During June, 1944, a number of the prisoners were moved from Camp McKay over to Fort Andrews. This made sense, because the Army's harbor shuttle boats already ran from the Army docks to the fort (which was six miles away, out on Peddocks Island in the harbor) and because there were very few civilians on the island during the war.
Then, at the beginning of July, the Globe reported there were three "disturbances" between the prisoners and the community. The South Boston Citizens Association, a local group, was apparently outraged that the Italians, whom they still considered enemies of America, were not only occupying valuable residential quarters much in demand by returning servicemen but also being paid for their work. It also probably didn't help that the Camp McKay prisoners were frequently furloughed over the weekends to Italian "host familes" from East Boston, with whom they would visit and recall life in Italy.
=======
Answer these questions using the text about the Camp McKay prisoners, one answer per line and numbered to match.
1. In what month and year were some prisoners moved from Camp McKay to Fort Andrews?
2. On which island was Fort Andrews located?
3. What local group was outraged at the Italians?
The records are taken from a different source than the text.

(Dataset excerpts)
=======
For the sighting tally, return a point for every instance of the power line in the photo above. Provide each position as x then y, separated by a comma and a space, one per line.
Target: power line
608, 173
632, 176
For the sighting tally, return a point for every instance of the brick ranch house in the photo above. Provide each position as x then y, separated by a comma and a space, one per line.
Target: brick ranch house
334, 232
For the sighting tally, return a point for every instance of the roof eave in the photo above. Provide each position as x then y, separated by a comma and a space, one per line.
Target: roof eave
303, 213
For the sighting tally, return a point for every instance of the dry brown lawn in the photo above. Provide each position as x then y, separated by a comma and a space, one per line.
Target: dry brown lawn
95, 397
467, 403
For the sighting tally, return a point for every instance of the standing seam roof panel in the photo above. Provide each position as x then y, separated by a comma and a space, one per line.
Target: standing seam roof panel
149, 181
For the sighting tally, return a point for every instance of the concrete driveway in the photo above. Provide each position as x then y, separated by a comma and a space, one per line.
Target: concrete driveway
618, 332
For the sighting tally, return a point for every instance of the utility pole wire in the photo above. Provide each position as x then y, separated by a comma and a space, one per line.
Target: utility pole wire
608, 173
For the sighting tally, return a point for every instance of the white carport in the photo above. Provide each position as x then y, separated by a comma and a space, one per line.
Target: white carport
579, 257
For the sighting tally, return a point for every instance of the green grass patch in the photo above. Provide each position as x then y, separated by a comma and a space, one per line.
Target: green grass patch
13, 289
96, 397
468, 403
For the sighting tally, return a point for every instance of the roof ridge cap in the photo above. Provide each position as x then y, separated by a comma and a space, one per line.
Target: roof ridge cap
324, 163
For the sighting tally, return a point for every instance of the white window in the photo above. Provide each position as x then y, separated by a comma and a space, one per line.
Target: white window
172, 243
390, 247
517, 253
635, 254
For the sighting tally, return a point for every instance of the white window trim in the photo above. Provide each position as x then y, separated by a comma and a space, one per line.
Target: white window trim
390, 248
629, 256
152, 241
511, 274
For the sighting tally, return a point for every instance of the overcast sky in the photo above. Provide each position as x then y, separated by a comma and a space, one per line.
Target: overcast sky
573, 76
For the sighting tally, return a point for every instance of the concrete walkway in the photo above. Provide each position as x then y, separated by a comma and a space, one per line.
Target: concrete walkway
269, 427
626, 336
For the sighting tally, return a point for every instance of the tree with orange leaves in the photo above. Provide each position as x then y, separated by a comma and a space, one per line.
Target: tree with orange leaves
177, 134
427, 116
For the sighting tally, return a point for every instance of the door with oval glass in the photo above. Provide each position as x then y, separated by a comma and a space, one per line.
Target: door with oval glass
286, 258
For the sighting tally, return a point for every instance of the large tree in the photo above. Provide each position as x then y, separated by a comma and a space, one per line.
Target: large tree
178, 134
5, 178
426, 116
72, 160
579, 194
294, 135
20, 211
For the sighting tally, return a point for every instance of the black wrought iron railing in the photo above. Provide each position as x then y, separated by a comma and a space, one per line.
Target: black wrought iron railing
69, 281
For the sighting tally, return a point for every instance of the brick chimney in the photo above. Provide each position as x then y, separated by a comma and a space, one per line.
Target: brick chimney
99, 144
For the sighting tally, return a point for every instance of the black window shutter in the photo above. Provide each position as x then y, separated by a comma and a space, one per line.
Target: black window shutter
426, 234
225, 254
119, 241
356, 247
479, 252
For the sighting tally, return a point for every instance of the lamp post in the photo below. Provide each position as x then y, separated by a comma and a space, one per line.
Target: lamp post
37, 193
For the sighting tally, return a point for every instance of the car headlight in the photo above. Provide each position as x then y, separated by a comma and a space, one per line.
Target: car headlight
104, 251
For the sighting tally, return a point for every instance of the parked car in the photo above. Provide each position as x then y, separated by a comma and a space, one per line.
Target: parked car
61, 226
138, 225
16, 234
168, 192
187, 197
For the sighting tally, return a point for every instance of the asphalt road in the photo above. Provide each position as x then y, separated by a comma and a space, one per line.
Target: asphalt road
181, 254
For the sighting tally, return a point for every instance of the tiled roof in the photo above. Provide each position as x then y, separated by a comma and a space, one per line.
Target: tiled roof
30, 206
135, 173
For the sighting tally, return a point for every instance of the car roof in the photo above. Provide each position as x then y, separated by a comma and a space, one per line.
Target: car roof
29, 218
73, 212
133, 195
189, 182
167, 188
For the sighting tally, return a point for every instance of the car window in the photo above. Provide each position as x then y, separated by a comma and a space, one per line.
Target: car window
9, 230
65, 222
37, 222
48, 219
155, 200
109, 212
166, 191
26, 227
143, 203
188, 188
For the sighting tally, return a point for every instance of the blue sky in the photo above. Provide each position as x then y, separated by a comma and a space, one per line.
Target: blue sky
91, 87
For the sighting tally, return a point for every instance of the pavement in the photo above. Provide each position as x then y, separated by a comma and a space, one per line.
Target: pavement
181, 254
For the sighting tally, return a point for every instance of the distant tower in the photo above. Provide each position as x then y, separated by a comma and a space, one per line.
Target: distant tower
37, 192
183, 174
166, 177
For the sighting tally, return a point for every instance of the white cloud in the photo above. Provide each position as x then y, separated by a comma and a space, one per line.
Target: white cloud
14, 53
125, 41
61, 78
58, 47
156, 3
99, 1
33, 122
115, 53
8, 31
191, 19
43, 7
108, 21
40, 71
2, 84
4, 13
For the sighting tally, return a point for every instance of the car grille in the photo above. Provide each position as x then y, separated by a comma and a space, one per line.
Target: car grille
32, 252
=======
Solution to the exercise -
1. June 1944
2. Peddocks Island
3. The South Boston Citizens Association